Part of a data file

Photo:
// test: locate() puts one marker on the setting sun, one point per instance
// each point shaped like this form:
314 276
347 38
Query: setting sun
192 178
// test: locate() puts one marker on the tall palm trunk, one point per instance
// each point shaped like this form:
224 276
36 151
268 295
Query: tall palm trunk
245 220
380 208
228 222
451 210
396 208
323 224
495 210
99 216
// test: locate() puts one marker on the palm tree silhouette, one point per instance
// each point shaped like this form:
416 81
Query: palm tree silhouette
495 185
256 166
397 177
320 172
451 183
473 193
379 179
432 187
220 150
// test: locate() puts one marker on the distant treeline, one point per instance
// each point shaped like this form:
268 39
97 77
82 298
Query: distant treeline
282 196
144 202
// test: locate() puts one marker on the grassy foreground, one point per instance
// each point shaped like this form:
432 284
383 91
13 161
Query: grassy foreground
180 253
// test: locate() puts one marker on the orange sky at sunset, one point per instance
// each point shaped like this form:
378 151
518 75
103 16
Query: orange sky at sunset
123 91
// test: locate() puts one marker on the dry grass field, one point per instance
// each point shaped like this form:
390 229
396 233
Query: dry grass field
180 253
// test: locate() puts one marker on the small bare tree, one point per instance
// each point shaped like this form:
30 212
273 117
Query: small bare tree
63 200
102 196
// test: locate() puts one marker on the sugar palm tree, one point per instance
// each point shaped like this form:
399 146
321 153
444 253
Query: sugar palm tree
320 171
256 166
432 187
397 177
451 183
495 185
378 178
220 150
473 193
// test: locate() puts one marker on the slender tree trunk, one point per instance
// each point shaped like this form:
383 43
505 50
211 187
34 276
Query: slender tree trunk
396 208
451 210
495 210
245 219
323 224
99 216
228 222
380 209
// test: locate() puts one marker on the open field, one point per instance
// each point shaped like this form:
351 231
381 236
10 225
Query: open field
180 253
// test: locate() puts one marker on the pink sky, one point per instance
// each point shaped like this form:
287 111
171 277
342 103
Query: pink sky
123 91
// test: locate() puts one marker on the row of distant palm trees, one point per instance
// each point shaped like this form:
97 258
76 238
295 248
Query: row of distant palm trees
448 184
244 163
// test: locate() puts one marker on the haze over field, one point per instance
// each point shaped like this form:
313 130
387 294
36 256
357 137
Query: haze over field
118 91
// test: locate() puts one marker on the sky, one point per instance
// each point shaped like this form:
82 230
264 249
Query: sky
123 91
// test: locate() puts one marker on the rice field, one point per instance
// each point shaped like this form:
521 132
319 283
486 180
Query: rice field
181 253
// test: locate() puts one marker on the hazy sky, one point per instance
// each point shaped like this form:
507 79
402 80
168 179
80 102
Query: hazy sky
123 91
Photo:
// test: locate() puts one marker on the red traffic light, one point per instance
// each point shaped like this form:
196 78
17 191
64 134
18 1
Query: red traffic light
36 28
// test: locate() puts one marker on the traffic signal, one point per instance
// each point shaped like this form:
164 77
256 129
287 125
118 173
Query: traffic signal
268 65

• **PROBLEM STATEMENT**
Only the lines from the one containing "open field, one point per instance" to the end of the records should be repeated, exactly as they appear.

• **SOLUTION TO THIS TASK**
// test: locate() puts one marker on the open field, one point per instance
// each point shaped like this form:
351 231
381 236
10 225
Query: open field
180 253
// test: locate() puts one marker on the pink sky, one point per instance
// each point shaped like this form:
287 111
171 277
342 103
Query: pink sky
123 91
// test: locate() puts one marker on the row of distant palm trees, one point per instance
// each point shaped like this form:
97 258
76 238
295 248
Query: row of distant palm trees
448 184
244 163
// test: locate() puts one marker on the haze over field, one point per instance
// each point shaped like this form:
313 130
387 294
36 256
357 137
Query: haze over field
118 91
// test: locate() puts one marker on the sky, one point per instance
// each point shaped like this form:
82 230
264 249
Query: sky
123 91
// test: locate() puts one marker on the rice field, one point per instance
// each point shaped like this form:
521 132
319 283
486 180
Query: rice field
181 253
// test: locate() puts one marker on the hazy sky, one point per instance
// each point shaped like this form:
507 79
402 80
168 179
80 102
Query: hazy sky
123 91
Photo:
// test: locate() puts one marker on the red traffic light, one point per instance
// each point shaped like this form:
196 78
17 191
64 134
18 1
Query: red traffic light
36 28
// test: locate() puts one marker on the traffic signal, one point per instance
// each point shaped like this form:
164 77
256 129
287 125
118 173
Query: traffic signal
268 65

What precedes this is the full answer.